** PROBLEM DETAILS **
Rewrite the records below, replacing each "instance" with "object" and leaving everything else unchanged.

____ PROVIDED MATERIAL

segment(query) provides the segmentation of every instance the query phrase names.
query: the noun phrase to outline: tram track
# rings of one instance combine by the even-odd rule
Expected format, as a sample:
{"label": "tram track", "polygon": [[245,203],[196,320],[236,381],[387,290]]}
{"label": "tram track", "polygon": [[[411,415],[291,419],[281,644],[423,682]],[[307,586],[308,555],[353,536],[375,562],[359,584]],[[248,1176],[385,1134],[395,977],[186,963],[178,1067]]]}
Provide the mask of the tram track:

________

** RESPONSE **
segment(query) provides the segmentation of every object the query phrase names.
query: the noun phrase to outline: tram track
# rings of one object combine by the even-odd rule
Expected format, as a sample:
{"label": "tram track", "polygon": [[245,203],[196,320],[236,381],[387,290]]}
{"label": "tram track", "polygon": [[[411,415],[291,419],[281,644],[423,682]],[[307,586],[308,555],[353,536],[375,562],[359,584]],[[248,1176],[385,1134],[395,977],[186,963],[178,1067]]]}
Provide the mask of the tram track:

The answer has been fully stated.